▸ What you are asked to do: Every line from the one holding "of the concrete" through the one holding "of the gray" in the data below must be returned exactly, both ends included, with pictures left out and nothing else added.

▸ Provided records:
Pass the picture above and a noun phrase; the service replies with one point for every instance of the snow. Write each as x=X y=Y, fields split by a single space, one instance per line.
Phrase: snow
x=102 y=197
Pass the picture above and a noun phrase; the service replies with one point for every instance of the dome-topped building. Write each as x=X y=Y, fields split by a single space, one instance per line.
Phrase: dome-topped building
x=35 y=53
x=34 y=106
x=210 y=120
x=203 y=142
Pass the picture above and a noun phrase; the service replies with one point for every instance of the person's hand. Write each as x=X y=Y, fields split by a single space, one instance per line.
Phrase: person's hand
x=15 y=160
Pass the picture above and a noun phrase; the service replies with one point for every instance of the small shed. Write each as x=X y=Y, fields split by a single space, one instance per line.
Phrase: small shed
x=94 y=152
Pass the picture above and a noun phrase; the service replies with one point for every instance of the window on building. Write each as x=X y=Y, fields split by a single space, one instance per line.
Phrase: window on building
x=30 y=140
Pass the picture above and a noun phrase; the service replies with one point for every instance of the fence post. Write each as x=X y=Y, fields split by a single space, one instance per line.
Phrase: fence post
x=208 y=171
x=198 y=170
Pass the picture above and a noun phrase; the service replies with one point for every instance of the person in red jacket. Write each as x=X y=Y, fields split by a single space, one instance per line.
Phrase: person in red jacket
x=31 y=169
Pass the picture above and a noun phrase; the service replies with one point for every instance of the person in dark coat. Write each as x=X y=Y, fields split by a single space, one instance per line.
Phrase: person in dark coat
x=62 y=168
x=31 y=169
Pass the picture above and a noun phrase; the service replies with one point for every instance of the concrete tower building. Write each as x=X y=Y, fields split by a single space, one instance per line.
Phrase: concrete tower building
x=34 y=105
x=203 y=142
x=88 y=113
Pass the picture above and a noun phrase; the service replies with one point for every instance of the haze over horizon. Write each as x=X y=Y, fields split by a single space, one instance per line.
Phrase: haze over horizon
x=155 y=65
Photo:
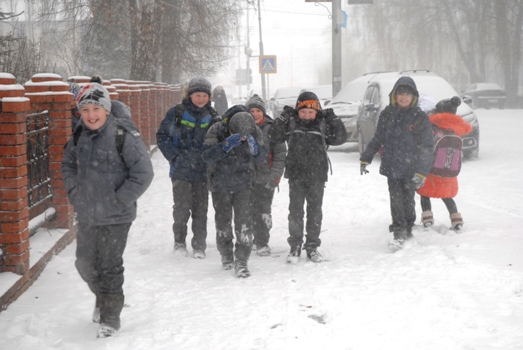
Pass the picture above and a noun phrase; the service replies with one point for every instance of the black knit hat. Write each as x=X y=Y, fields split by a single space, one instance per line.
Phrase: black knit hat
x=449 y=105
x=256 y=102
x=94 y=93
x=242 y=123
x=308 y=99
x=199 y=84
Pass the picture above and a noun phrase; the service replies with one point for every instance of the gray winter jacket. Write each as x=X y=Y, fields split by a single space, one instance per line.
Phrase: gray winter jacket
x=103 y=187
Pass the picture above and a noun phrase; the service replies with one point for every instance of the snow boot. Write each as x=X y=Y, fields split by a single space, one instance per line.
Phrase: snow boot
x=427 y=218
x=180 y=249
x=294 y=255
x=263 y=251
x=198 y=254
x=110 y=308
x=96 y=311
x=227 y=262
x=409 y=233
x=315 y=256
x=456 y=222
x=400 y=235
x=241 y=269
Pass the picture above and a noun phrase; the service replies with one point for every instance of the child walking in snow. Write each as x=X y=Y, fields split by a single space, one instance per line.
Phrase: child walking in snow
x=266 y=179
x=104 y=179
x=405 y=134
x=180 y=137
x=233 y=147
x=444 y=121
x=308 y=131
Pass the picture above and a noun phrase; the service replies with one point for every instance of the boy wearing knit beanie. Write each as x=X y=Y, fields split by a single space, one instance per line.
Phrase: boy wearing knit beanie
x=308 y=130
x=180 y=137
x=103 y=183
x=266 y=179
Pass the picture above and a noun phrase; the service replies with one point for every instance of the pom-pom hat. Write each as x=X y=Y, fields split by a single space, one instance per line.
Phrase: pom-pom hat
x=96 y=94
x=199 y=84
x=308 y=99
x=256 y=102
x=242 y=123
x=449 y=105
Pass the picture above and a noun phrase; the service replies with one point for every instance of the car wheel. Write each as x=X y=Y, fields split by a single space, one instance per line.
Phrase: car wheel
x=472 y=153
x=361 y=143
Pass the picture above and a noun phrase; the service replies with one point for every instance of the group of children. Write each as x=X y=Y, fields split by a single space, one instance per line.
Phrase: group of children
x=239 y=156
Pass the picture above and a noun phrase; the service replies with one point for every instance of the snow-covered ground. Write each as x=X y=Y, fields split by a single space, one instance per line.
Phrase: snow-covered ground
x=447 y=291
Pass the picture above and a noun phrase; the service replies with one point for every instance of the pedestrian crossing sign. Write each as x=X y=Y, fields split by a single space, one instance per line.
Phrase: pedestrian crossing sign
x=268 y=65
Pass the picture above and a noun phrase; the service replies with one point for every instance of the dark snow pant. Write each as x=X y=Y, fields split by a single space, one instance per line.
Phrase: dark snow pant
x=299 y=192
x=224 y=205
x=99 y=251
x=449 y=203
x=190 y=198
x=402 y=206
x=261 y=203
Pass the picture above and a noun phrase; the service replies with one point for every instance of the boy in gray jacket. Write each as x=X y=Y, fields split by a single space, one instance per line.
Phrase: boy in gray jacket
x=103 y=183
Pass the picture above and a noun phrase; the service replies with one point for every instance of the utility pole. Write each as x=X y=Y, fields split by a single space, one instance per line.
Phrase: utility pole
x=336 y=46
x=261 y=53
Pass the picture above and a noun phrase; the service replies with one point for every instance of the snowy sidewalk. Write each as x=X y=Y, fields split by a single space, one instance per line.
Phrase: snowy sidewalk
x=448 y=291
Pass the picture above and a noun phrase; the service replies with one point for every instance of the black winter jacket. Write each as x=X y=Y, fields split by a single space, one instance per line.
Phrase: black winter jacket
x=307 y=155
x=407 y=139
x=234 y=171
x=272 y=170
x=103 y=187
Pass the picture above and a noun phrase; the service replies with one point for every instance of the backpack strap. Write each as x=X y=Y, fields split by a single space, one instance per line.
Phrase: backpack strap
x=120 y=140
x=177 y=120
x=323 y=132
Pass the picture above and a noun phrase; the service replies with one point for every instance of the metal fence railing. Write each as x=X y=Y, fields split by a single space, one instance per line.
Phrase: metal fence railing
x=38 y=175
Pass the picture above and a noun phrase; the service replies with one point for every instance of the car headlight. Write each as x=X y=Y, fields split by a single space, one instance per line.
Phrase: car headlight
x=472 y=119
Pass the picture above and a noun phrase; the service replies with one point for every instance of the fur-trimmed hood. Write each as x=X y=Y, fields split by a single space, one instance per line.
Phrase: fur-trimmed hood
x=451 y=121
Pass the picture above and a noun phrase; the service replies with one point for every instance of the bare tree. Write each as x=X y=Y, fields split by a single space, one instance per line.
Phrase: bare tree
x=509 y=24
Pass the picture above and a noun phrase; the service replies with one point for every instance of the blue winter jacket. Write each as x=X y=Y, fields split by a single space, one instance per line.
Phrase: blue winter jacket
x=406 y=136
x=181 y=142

* * *

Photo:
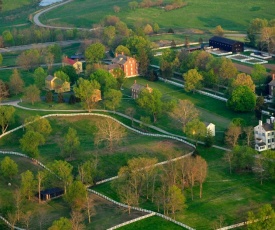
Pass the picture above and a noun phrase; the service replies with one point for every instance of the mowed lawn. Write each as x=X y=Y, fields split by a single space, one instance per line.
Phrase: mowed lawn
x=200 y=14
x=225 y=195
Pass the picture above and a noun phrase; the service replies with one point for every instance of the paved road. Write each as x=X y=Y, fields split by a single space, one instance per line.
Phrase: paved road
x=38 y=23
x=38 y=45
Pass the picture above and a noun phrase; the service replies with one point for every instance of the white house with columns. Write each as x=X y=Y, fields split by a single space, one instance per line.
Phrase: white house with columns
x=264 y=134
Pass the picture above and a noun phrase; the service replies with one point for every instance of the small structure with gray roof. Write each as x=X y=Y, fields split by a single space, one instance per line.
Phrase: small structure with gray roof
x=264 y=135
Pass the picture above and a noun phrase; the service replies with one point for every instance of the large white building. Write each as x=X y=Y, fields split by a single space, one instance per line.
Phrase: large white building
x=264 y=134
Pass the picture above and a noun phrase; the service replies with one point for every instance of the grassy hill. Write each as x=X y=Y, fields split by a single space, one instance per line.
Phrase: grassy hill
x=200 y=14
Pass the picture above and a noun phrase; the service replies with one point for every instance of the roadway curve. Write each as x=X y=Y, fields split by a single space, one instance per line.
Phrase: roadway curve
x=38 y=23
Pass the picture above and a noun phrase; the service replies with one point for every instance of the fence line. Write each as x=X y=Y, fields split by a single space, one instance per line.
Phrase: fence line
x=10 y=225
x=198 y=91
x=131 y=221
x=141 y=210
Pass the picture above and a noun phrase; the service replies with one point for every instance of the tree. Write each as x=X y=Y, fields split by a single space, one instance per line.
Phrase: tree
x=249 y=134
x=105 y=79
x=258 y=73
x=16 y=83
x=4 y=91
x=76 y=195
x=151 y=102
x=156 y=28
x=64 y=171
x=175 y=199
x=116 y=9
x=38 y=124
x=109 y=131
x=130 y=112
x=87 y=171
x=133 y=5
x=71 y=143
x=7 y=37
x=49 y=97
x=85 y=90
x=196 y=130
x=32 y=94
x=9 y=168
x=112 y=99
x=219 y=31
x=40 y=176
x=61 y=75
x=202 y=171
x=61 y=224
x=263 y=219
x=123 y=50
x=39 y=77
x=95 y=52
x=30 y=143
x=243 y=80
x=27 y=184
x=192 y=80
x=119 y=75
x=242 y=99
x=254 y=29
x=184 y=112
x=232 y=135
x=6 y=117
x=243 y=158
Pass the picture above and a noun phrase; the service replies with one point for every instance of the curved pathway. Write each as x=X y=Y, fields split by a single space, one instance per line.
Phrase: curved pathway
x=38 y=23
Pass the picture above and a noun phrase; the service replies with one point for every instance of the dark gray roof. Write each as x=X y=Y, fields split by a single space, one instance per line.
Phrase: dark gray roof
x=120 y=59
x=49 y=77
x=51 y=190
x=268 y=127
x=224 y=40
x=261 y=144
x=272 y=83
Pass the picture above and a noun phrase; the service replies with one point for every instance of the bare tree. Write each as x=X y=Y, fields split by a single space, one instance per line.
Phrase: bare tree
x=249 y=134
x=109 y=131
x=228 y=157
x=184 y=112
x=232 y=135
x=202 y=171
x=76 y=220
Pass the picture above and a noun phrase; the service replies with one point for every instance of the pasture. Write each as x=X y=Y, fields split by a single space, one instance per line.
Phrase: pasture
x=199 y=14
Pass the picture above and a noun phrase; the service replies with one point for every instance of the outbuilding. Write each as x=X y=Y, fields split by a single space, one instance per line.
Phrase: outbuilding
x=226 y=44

* * *

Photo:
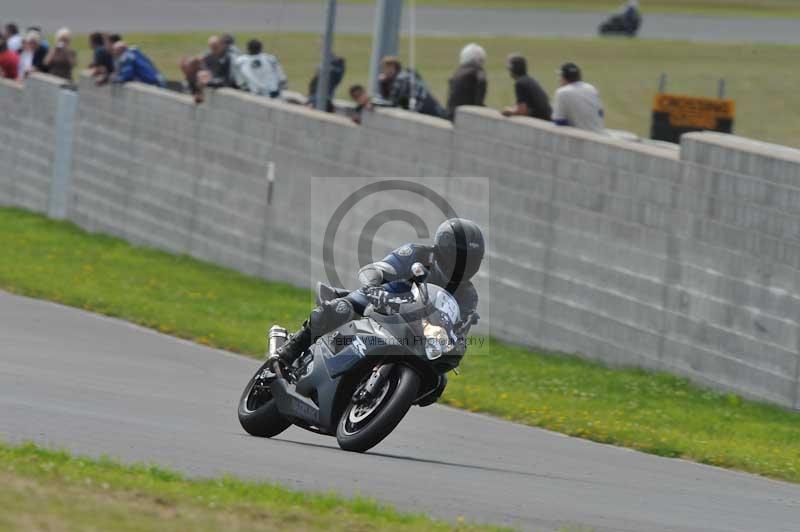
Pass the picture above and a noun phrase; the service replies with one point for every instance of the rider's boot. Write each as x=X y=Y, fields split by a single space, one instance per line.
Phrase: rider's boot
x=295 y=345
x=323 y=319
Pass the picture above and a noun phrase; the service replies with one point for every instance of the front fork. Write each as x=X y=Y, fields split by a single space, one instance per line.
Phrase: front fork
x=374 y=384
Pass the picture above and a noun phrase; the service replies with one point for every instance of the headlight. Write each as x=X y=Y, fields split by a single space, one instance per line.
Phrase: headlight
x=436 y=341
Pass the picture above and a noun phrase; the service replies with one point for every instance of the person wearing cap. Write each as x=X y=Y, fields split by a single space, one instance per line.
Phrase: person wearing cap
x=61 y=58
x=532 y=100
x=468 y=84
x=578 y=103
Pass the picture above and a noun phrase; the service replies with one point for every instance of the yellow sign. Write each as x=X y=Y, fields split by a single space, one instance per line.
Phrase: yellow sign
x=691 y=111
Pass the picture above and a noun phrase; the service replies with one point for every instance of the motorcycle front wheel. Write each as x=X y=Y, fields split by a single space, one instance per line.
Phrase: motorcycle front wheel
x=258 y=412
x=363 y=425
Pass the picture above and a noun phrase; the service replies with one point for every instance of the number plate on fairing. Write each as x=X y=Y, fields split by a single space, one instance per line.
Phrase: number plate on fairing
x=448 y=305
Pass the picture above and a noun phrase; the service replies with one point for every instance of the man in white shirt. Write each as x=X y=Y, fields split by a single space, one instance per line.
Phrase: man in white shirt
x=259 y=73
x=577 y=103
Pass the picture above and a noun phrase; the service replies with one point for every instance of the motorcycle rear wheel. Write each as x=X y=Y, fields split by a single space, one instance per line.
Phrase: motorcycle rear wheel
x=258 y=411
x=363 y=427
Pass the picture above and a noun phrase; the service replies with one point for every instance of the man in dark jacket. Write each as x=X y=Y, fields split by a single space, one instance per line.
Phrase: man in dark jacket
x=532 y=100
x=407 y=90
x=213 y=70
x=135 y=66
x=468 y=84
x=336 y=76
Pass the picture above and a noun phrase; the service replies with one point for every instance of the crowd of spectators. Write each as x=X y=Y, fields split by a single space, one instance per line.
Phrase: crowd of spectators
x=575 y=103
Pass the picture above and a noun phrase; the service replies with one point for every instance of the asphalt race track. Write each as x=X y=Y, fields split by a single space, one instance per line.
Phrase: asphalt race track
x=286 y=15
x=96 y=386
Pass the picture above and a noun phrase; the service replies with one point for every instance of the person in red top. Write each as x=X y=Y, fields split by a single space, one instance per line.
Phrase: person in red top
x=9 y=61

▸ Problem solution:
Pass the picture above and a noun phrase; the service replies with one point for every instance of the concrete tower building. Write each as x=X y=Y, fields split by a single space, one instance per line.
Phrase: concrete tower building
x=34 y=105
x=203 y=142
x=88 y=113
Pass the picture above and a noun phrase; the service replies with one point for every instance of the haze over horizon. Write each as x=X y=Y, fields split by a single space, one instance per line.
Phrase: haze over horizon
x=155 y=65
Photo:
Pass the picture above and a noun phrase; the service replies with one point for every instance of the black knit hat. Write each as x=X y=Y, fields split by a single space, one instance per line.
Phrase: black knit hat
x=449 y=105
x=256 y=102
x=94 y=93
x=242 y=123
x=308 y=99
x=199 y=84
Pass the picture above and a noun phrase; the service replies with one point for every instance of the gray winter jacket. Write each as x=X y=Y, fields split by a single space, one instance per line.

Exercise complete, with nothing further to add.